WRITTEN INSTRUCTION: Give the lines of the listing below as a numbered list, from the line containing "Pinpoint every instance of forehead" through the line containing "[[107, 85, 225, 240]]", with both of those lines included and blank lines omitted. Leave the pictures out of your answer.

Region labeling listing:
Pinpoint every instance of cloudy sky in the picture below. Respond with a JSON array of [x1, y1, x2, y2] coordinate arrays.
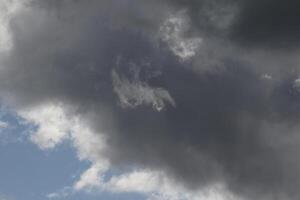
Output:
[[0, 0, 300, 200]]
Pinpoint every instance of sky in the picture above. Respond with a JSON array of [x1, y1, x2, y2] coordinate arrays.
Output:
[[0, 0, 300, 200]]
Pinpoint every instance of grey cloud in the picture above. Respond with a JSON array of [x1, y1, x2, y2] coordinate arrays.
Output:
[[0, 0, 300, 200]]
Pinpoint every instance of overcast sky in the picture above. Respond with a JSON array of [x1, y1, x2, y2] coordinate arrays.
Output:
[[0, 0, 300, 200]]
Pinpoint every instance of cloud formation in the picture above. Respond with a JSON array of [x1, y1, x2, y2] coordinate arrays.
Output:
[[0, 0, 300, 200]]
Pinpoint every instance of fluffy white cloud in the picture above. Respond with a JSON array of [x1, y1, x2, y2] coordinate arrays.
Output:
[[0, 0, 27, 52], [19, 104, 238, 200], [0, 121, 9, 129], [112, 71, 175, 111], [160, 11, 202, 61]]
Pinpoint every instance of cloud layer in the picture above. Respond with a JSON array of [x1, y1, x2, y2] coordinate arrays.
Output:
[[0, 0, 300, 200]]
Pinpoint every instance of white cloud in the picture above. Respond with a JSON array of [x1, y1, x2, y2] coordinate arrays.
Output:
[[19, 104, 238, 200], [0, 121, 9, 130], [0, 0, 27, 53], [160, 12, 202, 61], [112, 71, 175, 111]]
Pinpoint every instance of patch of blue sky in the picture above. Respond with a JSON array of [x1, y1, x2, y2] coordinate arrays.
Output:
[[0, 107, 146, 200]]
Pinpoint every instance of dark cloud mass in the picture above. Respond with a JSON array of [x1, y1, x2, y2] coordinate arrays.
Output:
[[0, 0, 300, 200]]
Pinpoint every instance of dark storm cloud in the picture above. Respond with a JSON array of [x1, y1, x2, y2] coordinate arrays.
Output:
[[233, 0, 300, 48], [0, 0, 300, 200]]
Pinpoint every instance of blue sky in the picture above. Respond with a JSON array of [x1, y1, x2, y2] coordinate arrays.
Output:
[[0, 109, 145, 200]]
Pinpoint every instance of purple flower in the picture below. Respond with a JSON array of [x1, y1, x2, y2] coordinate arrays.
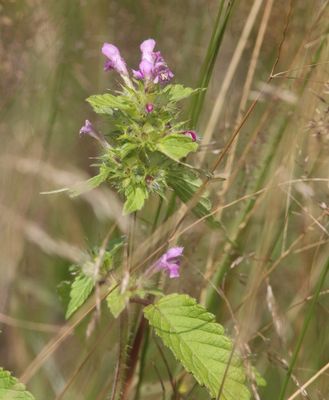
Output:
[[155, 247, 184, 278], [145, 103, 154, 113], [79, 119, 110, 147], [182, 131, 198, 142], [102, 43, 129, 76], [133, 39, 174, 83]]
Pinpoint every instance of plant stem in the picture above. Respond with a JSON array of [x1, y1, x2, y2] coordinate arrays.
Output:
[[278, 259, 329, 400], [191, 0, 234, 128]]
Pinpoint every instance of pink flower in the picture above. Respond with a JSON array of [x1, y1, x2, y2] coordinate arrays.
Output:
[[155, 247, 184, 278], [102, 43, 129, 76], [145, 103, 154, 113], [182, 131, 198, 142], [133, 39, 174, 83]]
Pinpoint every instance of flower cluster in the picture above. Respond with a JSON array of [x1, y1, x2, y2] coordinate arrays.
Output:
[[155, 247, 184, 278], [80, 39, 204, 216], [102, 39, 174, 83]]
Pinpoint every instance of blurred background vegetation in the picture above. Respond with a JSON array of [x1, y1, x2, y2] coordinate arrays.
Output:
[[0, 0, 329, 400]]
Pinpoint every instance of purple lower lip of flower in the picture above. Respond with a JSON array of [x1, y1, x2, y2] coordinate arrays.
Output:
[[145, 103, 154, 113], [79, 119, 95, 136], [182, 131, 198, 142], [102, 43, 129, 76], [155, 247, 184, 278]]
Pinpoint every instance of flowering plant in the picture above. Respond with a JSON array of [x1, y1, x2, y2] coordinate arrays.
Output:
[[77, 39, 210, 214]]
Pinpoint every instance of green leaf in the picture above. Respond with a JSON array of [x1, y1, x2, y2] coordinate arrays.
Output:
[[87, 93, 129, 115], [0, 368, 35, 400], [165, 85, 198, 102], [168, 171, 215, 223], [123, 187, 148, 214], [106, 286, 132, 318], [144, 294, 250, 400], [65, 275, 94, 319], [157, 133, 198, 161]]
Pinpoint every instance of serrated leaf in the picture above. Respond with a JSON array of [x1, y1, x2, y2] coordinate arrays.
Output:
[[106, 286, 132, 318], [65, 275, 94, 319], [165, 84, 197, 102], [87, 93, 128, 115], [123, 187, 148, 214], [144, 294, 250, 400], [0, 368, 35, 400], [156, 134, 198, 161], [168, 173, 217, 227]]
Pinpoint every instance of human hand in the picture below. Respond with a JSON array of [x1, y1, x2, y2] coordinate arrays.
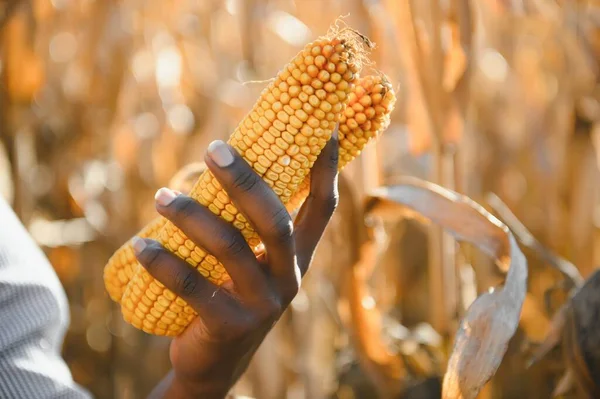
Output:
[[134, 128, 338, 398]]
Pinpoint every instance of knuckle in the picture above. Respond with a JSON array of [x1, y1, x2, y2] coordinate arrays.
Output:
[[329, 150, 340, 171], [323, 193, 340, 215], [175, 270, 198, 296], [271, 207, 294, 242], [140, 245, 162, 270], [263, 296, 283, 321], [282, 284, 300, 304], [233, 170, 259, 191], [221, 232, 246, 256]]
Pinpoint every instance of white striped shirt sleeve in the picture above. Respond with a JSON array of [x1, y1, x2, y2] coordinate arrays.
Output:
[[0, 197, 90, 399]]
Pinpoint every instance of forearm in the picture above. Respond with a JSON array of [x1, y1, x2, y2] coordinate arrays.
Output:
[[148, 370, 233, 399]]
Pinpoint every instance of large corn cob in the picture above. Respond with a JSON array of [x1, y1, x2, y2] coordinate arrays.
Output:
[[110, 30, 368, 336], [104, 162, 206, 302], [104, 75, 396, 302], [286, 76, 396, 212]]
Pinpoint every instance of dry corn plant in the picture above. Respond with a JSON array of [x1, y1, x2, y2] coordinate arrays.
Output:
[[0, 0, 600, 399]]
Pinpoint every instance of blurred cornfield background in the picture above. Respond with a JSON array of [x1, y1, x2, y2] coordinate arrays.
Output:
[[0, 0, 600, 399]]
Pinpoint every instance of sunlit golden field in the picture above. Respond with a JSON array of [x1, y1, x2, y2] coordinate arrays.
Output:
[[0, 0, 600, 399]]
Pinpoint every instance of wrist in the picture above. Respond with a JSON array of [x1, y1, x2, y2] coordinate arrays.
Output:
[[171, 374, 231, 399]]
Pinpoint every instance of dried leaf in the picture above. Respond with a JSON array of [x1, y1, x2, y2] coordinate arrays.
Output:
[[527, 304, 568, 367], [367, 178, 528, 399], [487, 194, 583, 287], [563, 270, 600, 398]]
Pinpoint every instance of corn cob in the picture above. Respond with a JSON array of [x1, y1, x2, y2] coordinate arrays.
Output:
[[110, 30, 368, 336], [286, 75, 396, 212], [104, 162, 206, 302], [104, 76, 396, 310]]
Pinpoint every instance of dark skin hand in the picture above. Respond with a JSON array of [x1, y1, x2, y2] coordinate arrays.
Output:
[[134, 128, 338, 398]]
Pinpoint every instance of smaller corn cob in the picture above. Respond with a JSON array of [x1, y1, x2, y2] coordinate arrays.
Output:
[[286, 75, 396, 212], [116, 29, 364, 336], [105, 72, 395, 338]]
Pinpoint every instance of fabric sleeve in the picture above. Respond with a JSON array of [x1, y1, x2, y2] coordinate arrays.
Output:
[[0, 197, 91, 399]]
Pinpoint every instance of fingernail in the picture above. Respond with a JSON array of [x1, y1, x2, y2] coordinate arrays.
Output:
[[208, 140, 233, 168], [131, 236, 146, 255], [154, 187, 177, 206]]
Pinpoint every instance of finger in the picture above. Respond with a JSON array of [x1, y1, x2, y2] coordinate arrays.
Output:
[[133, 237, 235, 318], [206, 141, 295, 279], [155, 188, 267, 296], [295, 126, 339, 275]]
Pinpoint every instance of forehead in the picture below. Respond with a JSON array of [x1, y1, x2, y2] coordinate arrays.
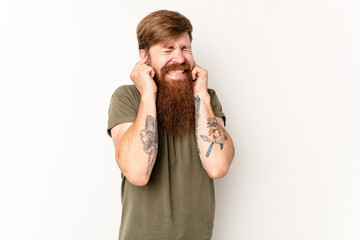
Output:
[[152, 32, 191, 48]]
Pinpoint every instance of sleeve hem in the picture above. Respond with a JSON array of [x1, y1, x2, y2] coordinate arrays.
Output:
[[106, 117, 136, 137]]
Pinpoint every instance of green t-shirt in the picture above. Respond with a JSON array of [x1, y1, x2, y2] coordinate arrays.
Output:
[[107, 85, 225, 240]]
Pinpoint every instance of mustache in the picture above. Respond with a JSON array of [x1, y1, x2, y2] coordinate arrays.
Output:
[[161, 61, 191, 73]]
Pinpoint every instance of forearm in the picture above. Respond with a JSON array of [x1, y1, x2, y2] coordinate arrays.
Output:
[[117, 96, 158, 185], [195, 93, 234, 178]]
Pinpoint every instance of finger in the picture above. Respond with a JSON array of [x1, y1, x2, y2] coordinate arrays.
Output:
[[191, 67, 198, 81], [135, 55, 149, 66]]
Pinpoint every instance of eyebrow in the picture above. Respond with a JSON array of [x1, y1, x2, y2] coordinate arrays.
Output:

EXERCISE RESULT:
1. Pinpoint every instance of forehead in the picture below. Respond with a JSON array of [x1, y1, x2, y2] coordinate arrays.
2. Output:
3. [[152, 32, 191, 48]]
4. Pinpoint every instance of sleeve hem in the picture above. Respond with a JSON array of [x1, y1, x2, y2] coordinate arrays.
5. Output:
6. [[106, 117, 136, 137]]
7. Pinpoint every instance of green t-shirt in the picture above. Respond with a JSON array of [x1, y1, x2, y2] coordinate arrays.
8. Output:
9. [[107, 85, 225, 240]]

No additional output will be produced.